Do you think being musicians helped with that?

Yeah maybe. In a couple of different ways. Maybe being able to hear the music in the language. That was actually another thing that we were really excited to do. If a word sounded cool, maybe stretching it out or repeating it just because of how it sounds to us.

You're a first-time director. How did you know what to do?

This is a bit embarrassing. I've always been a filmmaker but to direct actors is not really anything I've done before. And so on the flight to Norway, I thought when we get on-set I have to know what I'm doing or at least say a few things to make it seem like I know what I'm doing.

So I went to this website called No Film School and looked up all these tips on directing and what actors do and don't do and I had maybe 20 tabs open and I just started taking notes the whole flight over. So I learned how to be a director on the flight over.

And then when we were making the movie as well, I was learning.

Where did the money come for this?

It was just out of our own pockets. We didn't pay ourselves at all and we didn't work for the two years that we were making the movie. Nine of us lived in a house [together] to keep costs low. Like I said, there's only five people so it's not like we had a trailer or a big crew we had to pay; it's just us.

You had to pay the actors.

Yeah, but the actor that plays Bengt didn't take any money; he said he'll wait until we make money or the film makes money before he takes anything.

Exercise
Write out the part of the interview above word for word, starting with "So I went to" and going on through "it's just us.".

Record excerpts

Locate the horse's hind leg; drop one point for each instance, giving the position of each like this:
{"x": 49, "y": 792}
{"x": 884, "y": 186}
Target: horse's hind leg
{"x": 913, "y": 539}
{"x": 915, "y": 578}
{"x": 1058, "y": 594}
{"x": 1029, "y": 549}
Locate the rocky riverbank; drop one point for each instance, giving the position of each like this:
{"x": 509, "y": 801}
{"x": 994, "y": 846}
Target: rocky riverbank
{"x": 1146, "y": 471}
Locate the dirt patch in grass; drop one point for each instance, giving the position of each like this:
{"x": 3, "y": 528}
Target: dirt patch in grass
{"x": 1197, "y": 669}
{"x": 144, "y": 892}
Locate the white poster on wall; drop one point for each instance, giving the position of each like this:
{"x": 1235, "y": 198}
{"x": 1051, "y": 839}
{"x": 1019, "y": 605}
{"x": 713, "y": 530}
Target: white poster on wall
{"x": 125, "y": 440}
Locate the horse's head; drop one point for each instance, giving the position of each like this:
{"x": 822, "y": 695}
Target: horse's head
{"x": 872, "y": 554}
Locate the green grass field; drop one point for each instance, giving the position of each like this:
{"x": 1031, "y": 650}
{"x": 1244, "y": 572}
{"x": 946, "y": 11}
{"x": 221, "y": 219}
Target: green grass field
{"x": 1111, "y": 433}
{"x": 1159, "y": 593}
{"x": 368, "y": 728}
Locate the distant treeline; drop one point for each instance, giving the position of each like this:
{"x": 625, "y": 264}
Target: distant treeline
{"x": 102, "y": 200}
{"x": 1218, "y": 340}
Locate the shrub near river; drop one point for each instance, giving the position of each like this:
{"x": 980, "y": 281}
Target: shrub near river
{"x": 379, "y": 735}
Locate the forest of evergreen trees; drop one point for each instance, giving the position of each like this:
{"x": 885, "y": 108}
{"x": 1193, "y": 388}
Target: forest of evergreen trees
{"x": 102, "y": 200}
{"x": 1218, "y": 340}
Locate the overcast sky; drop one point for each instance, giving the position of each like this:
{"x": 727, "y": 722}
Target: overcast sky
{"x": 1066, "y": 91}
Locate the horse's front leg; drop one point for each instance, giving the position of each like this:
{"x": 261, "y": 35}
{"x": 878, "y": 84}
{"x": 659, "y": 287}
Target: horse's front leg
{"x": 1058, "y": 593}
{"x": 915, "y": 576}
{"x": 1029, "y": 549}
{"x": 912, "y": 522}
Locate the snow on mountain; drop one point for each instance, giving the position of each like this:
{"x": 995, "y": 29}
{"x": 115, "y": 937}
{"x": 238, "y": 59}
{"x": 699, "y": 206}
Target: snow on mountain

Completed task
So I went to this website called No Film School and looked up all these tips on directing and what actors do and don't do and I had maybe 20 tabs open and I just started taking notes the whole flight over. So I learned how to be a director on the flight over.

And then when we were making the movie as well, I was learning.

Where did the money come for this?

It was just out of our own pockets. We didn't pay ourselves at all and we didn't work for the two years that we were making the movie. Nine of us lived in a house [together] to keep costs low. Like I said, there's only five people so it's not like we had a trailer or a big crew we had to pay; it's just us.